• TASK REQUIREMENTS:
Rewrite every item below in full, requests included, and raise each x and y coordinate in the answers by 90. Leave the requests and their format descriptions unchanged.

— start of DATA EXTRACT —

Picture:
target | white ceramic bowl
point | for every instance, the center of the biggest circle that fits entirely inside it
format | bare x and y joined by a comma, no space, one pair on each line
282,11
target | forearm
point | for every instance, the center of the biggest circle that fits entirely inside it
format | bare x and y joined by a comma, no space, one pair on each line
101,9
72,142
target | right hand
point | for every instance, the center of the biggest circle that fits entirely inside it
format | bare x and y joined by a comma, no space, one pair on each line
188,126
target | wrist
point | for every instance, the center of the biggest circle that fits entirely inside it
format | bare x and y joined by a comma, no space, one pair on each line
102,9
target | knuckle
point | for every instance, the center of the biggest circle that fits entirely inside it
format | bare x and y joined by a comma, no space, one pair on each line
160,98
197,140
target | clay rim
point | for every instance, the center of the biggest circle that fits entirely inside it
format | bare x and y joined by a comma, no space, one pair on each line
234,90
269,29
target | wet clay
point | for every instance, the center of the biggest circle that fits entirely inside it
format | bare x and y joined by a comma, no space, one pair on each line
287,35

— end of DATA EXTRACT —

• ANSWER BELOW:
Picture:
target | white ceramic bowl
point | for every instance, the center of the biggest circle that fits entirely inside it
format | bare x and y joined by a comma, no space, one pair on each line
372,101
target | forearm
point | for every instance, the center of the biggest circle that fits entirely inside it
format | bare x and y joined by a comma, no space, one pair on each line
191,99
162,232
target | right hand
point | for every instance, the center of the biggest circle that fits entirely inside it
format | bare x and y joined by a comma, no space, one pair on each line
278,216
target | wrist
point | for every instance, the center of the biggest circle that fits entirely inside it
format | bare x and y joined by a comma, no space, one pair on each line
192,99
target | knuckle
point | for every instance, the center of the biggest circle that fits entirely inside it
format | bare x and y joined by a comma, no space, one pair on each line
250,188
287,230
target | clay rim
point | for every instance, the center of the biggest circle that fits entirely inside it
format | bare x and y joined by a comma, no space, one pair on each line
324,180
359,119
target | wet clay
point | for every instance, the center of the biggest circle that fits entirely inside it
format | bare x and y joined by a comma, no space, one pair on each line
377,125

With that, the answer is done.